*Lista de actividades*.
1) Responde estas preguntas sobre el texto del catarro:
(a) ¿Qué temperatura alcanzó como mucho la fiebre de quien escribe?
(b) ¿Con qué se compara escribir acatarrado?
(c) En la asociación imaginada, ¿con qué brindarían los acatarrados?
2) Transcribe el pasaje del texto del catarro entre "Debería haber una" y "nos dice nadie.", ambos incluidos.
3) Resume el texto del catarro en dos oraciones.

*Fragmento*.
==========

Sobre rinovirus y otras catástrofes


 
Ante todo, feliz año nuevo amigos míos. Y mis disculpas por haber dejado tan inactivo el blog durante estas fiestas, con lo que a mí me gusta hablar de las tradiciones del Solsticio de Invierno. Pero es que he tenido y sigo teniendo un catarro tremendo, el padre de todos los catarros, un Apocalipsis de toses, estornudos y mocos. Doy asco; si fuera un caballo, me sacrificarían.

            Y es que, en cierto modo, el catarro es una de las enfermedades más crueles que existen, porque no te encuentras lo suficientemente mal para meterte en la cama y que todo el mundo se apiade de ti, así que te dedicas a intentar hacer una vida más o menos normal, pero sintiéndote como el culo y con todo el mundo a tu alrededor pensando que eres bobo y que das asquito sorbiéndote los mocos todo el rato.

            Por ejemplo, he tenido fiebre, aunque sólo décimas; 37’5 como mucho. Eso no te incapacita, pero coño, te sientes fatal; notas escalofríos, tienes las cabeza acorchada, sudas y tiritas alternativamente, estás agotado... Y sin embargo, hasta tú te dices a ti mismo que tampoco es para tanto, e intentas fingir que haces una vida normal, cuando en realidad eres un muerto viviente.

            Si encima, como es mi caso, eres un capullo que trabaja con el coco, entonces es lo peor que puede pasarte, porque escribir acatarrado es como intentar correr debajo del agua: todo se vuelve lento, confuso y torpe.

            Debería haber una asociación de ayuda a los acatarrados; un lugar donde las víctimas del resfriado pudiéramos reunirnos para darnos cariño y comprensión. No abrazaríamos entre temblores, nos toseríamos y estornudaríamos encima, intercambiaríamos Kleenex y brindaríamos con aspirinas efervescentes. El propósito de esos grupos de apoyo no sería superar psicológicamente la enfermedad, sino todo lo contrario: hacernos conscientes de que estamos realmente enfermos. Nos diríamos: “¡Pero qué mal aspecto tienes!”. O: “¿Cómo se te ocurre salir así? Deberías haberte quedado en la cama”. O: “Vete a urgencias ya mismo”. O: “Tu familia debe de estar muy preocupada por ti”. En fin, nos diríamos lo que no nos dice nadie.

==========

Datos de señalamiento basados en imágenes:

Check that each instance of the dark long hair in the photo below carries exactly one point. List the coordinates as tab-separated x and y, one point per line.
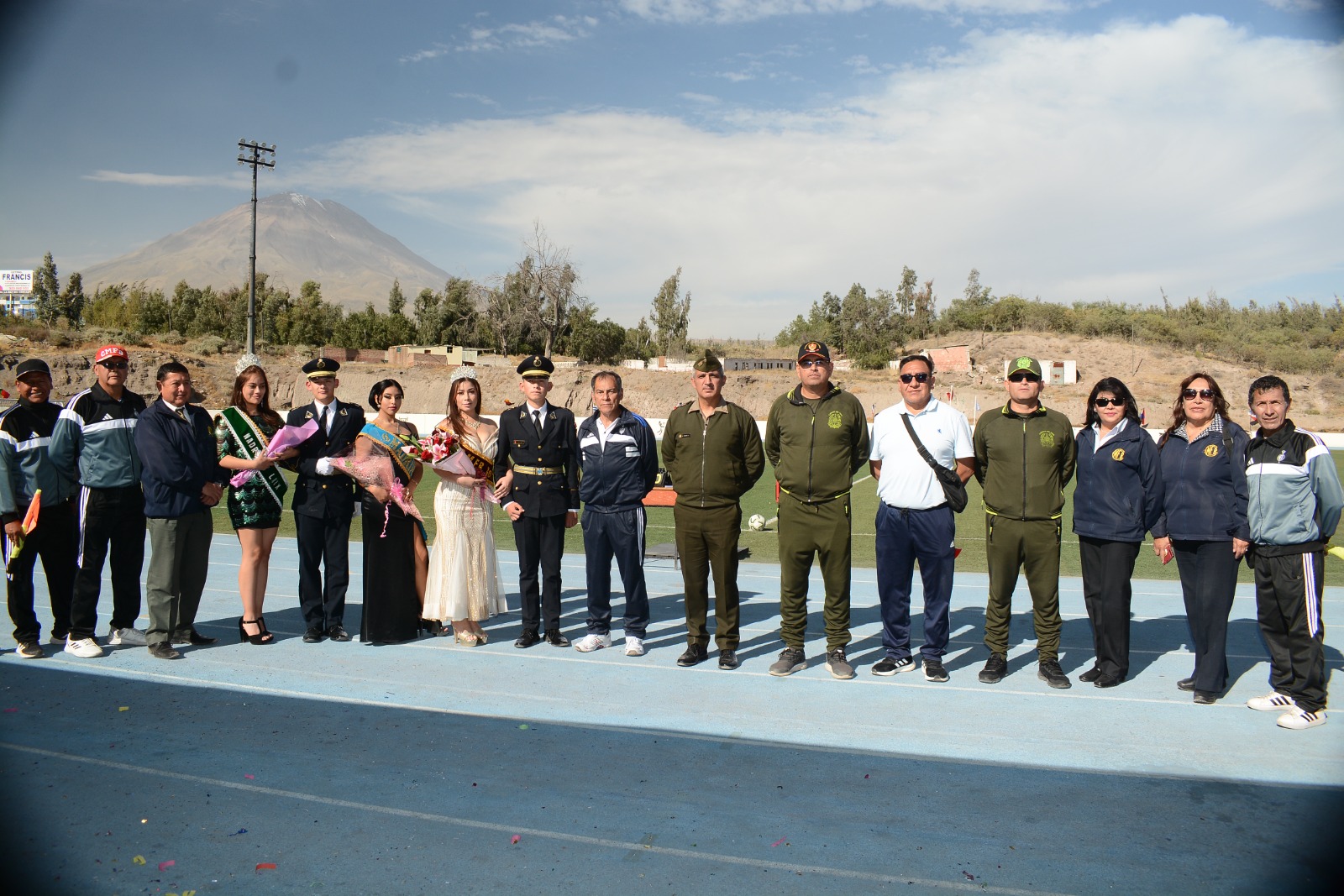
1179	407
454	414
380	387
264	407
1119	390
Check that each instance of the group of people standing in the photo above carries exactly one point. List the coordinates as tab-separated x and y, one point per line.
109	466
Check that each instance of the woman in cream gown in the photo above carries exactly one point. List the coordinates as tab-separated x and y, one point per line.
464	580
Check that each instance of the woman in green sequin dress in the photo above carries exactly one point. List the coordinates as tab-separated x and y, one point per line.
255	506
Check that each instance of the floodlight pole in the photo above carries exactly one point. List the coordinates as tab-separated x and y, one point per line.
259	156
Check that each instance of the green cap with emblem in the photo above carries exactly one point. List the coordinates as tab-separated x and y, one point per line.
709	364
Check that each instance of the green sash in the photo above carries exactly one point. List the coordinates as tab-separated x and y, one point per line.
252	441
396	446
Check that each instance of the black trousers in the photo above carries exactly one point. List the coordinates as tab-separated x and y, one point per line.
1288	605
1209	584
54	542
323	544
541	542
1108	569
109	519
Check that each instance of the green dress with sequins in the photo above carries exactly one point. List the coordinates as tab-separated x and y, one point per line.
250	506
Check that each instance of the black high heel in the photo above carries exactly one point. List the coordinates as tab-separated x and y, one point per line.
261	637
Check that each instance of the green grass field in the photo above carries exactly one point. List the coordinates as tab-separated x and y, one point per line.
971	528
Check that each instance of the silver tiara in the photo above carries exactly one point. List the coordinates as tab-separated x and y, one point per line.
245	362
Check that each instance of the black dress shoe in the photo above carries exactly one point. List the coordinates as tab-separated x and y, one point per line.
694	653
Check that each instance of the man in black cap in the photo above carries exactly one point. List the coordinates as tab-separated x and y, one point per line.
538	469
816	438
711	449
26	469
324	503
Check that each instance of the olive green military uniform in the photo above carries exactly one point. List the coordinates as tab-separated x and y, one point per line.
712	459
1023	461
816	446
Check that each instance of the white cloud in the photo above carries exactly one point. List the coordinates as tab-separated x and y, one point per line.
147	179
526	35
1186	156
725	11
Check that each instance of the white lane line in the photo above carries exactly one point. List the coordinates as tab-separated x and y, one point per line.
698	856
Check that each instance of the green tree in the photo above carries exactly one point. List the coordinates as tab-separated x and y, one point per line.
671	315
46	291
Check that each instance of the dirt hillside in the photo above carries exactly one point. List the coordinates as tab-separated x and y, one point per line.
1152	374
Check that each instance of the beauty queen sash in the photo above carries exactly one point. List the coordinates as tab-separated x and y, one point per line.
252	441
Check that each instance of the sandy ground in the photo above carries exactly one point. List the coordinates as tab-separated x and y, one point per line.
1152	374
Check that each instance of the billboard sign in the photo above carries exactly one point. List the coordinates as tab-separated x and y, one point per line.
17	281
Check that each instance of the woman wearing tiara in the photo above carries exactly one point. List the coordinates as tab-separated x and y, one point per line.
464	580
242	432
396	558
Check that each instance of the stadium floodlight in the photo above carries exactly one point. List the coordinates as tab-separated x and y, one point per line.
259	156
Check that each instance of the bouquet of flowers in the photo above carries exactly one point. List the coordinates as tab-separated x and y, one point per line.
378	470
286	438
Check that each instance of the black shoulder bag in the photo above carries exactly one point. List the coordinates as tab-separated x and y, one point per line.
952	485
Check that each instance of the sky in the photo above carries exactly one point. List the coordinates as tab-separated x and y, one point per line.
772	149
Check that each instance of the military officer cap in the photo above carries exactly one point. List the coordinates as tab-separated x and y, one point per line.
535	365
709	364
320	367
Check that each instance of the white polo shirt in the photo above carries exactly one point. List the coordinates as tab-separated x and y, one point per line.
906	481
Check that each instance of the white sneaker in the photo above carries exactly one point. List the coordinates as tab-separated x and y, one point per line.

==========

*Tus respuestas*.
1)
(a) 37'5.
(b) Con intentar correr debajo del agua.
(c) Con aspirinas efervescentes.

2)
Debería haber una asociación de ayuda a los acatarrados; un lugar donde las víctimas del resfriado pudiéramos reunirnos para darnos cariño y comprensión. No abrazaríamos entre temblores, nos toseríamos y estornudaríamos encima, intercambiaríamos Kleenex y brindaríamos con aspirinas efervescentes. El propósito de esos grupos de apoyo no sería superar psicológicamente la enfermedad, sino todo lo contrario: hacernos conscientes de que estamos realmente enfermos. Nos diríamos: “¡Pero qué mal aspecto tienes!”. O: “¿Cómo se te ocurre salir así? Deberías haberte quedado en la cama”. O: “Vete a urgencias ya mismo”. O: “Tu familia debe de estar muy preocupada por ti”. En fin, nos diríamos lo que no nos dice nadie.

3) Quien escribe se disculpa por haber dejado inactivo el blog durante las fiestas: ha tenido un catarro tremendo, con décimas de fiebre que no incapacitan pero hacen sentirse fatal, y escribir así se vuelve lento, confuso y torpe. Propone una asociación de ayuda a los acatarrados, con grupos de apoyo cuyo propósito sería hacerles conscientes de que están realmente enfermos.